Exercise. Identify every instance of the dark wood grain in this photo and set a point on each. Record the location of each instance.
━━━
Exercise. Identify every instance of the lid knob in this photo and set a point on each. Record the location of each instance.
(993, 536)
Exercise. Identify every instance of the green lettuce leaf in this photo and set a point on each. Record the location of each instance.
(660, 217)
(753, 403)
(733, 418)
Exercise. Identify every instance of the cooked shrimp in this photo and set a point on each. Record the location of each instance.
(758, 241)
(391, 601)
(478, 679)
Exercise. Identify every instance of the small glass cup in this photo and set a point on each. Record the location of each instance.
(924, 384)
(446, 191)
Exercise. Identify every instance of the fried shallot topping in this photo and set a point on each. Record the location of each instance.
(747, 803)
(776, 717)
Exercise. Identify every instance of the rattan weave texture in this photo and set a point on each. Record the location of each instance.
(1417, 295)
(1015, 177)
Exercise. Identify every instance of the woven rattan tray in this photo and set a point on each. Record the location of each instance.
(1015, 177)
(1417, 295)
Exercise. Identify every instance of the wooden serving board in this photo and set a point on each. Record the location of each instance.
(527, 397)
━━━
→ EXERCISE INSTRUCTIONS: Pull out each line of the entries above that contains the word "photo", and copy those lines in full. Treat uppercase and lowercase as different.

→ TASK SOLUTION:
Exercise. Identify every instance of the dark wood grain in this photo and set a point on each. Record the location of each instance.
Exercise. Identify every instance of the lid knob in this photo and set a point on each. Record the location of each instance.
Exercise. Identify every instance of the green lettuce leaf in this photo and set a point on each. Record the location of each instance.
Exercise. Identify every instance of the cooked shrimp in this photo and set a point on each. Record the location of each instance.
Exercise. Identify every instance of the small glass cup in this photo and set a point on each. Record the location of each instance.
Exercise. Identify every instance of the fried shallot topping in this photo and set a point on each. Record the location of each instance.
Exercise. Identify every instance of the rattan weave texture in this photo and set a point on each. Record the location of each instance.
Exercise. Identify every instance of the woven rattan tray in this photo and set a point on each. Record the location of each instance.
Exercise. Identify every instance of the wooden serving board in this photo and set a point on each. Record the location of each instance.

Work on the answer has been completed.